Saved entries

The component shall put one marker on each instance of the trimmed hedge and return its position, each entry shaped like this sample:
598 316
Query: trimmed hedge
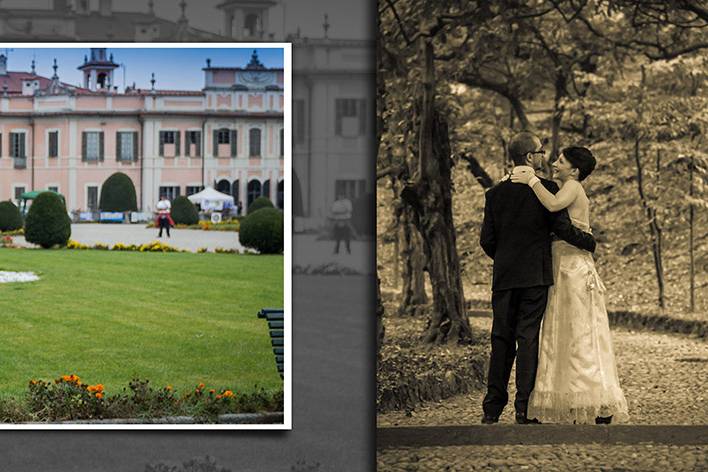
184 212
118 194
10 217
262 230
47 221
258 203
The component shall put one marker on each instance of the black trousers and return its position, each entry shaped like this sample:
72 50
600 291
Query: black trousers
517 321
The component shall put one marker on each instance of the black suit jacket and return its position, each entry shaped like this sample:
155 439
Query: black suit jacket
516 233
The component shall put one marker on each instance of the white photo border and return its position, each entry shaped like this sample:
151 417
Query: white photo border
287 250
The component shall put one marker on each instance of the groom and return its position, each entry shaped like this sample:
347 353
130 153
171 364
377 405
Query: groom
516 233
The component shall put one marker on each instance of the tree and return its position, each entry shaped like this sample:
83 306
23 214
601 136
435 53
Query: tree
184 211
118 194
47 223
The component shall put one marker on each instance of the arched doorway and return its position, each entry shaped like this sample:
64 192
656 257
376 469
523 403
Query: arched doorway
236 193
254 191
265 192
224 186
280 199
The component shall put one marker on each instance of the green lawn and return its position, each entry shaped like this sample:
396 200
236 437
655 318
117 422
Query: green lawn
173 318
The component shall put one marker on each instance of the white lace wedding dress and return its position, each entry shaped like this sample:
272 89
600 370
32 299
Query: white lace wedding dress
577 378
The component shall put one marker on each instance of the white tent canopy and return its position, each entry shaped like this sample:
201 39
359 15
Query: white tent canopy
210 199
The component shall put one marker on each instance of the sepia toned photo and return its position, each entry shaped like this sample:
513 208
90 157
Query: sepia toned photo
541 235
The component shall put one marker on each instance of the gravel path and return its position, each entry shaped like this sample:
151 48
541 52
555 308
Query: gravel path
663 377
594 457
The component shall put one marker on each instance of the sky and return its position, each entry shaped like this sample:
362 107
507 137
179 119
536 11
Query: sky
348 19
176 69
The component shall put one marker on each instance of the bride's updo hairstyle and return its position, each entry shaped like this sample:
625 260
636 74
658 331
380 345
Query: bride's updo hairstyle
582 159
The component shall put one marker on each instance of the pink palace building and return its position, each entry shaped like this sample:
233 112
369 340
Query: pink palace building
70 139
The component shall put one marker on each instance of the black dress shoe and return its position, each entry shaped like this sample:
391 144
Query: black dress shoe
521 419
490 419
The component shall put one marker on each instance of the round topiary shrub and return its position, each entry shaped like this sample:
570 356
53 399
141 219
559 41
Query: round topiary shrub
258 203
184 212
262 230
47 221
10 217
118 194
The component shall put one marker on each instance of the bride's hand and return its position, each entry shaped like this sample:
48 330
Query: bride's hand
522 175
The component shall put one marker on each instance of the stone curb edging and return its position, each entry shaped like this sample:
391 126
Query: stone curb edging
238 418
441 436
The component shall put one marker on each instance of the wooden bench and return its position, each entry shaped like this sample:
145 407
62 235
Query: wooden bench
275 318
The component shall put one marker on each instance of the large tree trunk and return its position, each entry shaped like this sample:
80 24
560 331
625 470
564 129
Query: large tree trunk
652 222
414 298
379 319
430 196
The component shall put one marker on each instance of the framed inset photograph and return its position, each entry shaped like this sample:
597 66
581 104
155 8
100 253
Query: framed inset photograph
145 254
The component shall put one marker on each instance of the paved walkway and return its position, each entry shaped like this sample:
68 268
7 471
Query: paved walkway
663 377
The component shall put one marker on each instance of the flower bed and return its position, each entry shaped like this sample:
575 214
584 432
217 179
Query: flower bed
67 398
154 246
229 225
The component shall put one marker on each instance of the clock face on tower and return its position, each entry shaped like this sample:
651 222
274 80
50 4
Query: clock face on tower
256 79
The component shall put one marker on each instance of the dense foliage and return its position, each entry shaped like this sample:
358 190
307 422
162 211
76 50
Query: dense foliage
184 212
10 217
262 230
48 223
118 194
625 78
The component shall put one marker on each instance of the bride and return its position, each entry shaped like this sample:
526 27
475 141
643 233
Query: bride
576 380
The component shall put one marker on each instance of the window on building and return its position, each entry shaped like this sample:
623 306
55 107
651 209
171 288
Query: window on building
92 145
298 121
349 188
254 142
253 192
350 117
194 138
53 143
92 198
170 192
222 136
126 145
192 189
18 193
17 144
169 137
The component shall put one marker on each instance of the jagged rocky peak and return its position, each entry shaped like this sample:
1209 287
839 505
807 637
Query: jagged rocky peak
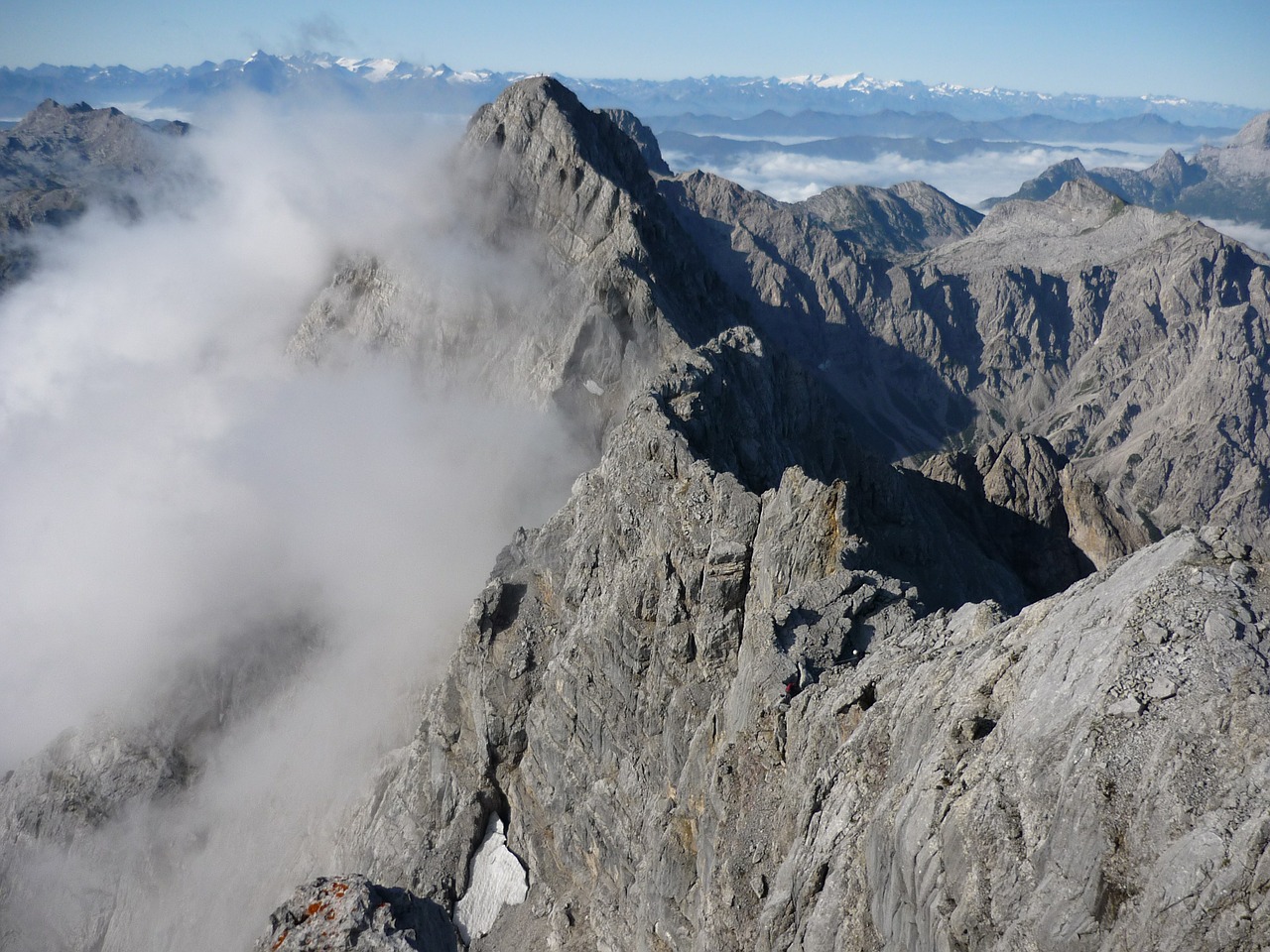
1080 225
576 171
648 145
903 218
617 286
1025 475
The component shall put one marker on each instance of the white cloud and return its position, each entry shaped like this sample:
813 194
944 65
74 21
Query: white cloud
1252 235
792 177
177 493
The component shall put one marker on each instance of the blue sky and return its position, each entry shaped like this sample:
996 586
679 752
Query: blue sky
1213 51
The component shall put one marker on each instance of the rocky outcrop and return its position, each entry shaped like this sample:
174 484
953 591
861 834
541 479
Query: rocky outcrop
60 159
1229 182
1127 338
1023 475
350 911
899 220
754 687
611 285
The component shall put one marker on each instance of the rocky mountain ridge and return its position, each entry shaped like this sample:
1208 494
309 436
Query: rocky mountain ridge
59 159
395 84
753 687
1230 182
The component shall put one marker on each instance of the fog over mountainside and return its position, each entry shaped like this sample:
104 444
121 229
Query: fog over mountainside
853 572
213 551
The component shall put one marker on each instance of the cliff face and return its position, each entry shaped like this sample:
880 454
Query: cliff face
956 779
1128 339
753 687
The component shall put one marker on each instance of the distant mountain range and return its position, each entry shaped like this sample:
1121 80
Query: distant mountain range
1144 127
1230 182
391 84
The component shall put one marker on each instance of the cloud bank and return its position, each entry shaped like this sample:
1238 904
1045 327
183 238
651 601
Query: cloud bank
190 517
792 178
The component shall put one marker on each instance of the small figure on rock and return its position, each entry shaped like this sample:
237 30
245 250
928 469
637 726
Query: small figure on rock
793 687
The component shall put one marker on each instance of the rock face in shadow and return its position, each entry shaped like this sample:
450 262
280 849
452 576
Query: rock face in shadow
350 911
60 159
753 685
948 779
1128 339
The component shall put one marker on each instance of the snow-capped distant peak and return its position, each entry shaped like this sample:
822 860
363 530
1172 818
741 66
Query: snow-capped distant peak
371 70
824 80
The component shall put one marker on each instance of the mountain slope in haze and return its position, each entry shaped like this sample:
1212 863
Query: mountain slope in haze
395 85
60 159
1229 182
1075 318
940 779
754 687
1148 127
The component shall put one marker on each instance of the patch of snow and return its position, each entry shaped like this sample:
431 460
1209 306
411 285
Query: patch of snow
497 879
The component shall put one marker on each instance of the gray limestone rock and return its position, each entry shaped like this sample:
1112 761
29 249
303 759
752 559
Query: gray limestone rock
899 220
947 771
334 914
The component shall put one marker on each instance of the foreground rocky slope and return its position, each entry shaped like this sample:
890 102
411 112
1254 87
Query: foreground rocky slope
952 780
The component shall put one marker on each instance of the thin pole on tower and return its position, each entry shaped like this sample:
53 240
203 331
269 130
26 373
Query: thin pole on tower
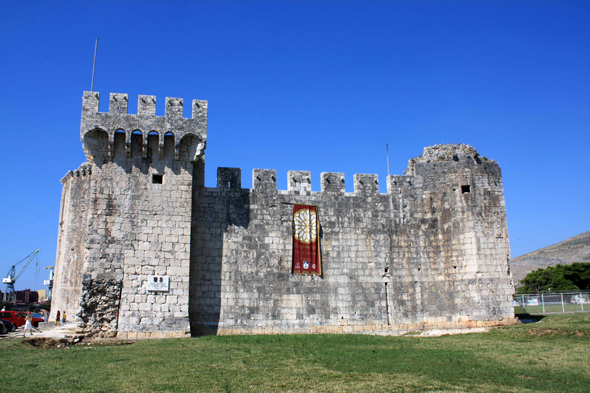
387 152
94 65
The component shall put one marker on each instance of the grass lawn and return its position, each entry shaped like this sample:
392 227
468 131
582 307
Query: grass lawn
552 355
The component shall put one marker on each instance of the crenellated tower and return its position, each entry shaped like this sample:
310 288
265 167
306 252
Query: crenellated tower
134 223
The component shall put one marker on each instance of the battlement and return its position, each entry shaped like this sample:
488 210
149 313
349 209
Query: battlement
144 123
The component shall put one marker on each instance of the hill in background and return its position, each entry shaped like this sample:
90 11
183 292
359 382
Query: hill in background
574 249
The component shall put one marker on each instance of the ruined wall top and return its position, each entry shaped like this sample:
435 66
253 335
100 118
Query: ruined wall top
446 152
117 119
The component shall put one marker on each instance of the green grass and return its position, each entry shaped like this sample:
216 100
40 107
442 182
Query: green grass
551 308
549 356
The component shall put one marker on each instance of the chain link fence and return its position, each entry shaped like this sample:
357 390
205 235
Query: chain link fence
551 302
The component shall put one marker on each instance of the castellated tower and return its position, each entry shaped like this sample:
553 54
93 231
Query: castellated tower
146 250
126 217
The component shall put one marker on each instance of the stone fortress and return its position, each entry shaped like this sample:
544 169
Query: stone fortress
146 250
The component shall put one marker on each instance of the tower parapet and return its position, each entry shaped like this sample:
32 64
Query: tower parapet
117 120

- _Work required_:
Transcribe only what runs from the line with "of the castellated" to the last line above, keeping every line exactly as written.

- _Output of the task_:
The component shall put one marker on each instance of the castellated tower and return its position, each entry shaped like this sample:
553 54
93 231
Query: castellated tower
146 250
126 217
The component shall put one marker on each instance of the stone fortress and return its position, each entry shaped like this sample:
544 169
Query: stone fortress
146 250
The component shall put one marker on each instance of the tower parapet and return its position, each entry shaped like this sample:
32 64
Query: tower parapet
117 120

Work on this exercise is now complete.